** Work required **
Pull out every line in the entries below that contains the string "dark". Uppercase and lowercase must match.

[Begin Data listing]

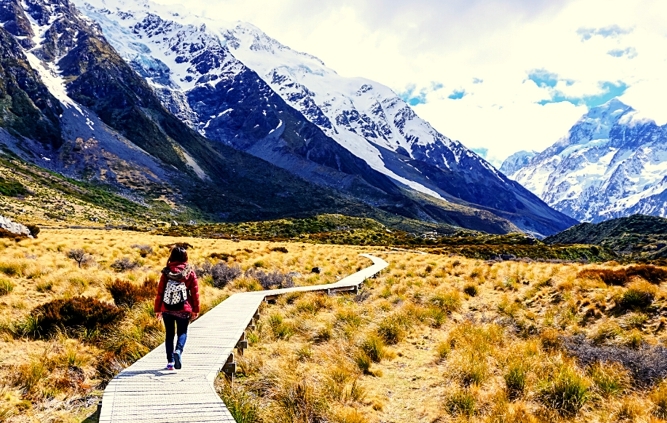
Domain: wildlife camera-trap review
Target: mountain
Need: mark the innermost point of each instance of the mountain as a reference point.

[End Data listing]
[Begin Data listing]

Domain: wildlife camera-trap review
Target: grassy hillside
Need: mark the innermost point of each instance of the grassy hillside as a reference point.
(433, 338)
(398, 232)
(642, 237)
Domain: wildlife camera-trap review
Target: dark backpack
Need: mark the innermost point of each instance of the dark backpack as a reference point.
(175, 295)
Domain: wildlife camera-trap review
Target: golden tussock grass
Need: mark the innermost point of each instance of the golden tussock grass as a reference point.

[End Data listing]
[Begin Data listing]

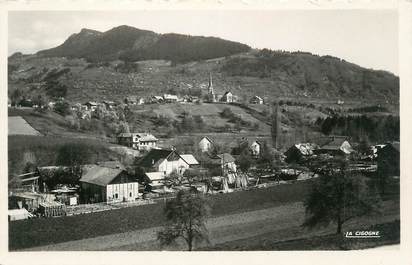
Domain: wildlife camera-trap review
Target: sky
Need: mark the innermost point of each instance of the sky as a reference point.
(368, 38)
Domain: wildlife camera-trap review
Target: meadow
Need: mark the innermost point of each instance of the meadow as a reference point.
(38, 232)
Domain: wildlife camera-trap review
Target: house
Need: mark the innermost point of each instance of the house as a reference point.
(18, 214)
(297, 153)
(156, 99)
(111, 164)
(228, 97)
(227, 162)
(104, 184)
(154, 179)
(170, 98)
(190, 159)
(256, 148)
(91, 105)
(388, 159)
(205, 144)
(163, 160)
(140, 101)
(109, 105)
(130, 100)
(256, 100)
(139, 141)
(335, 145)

[End Data listing]

** The solution **
Target: dark backpack
Need: mark the innermost point of each instance of the dark backpack as a reference point.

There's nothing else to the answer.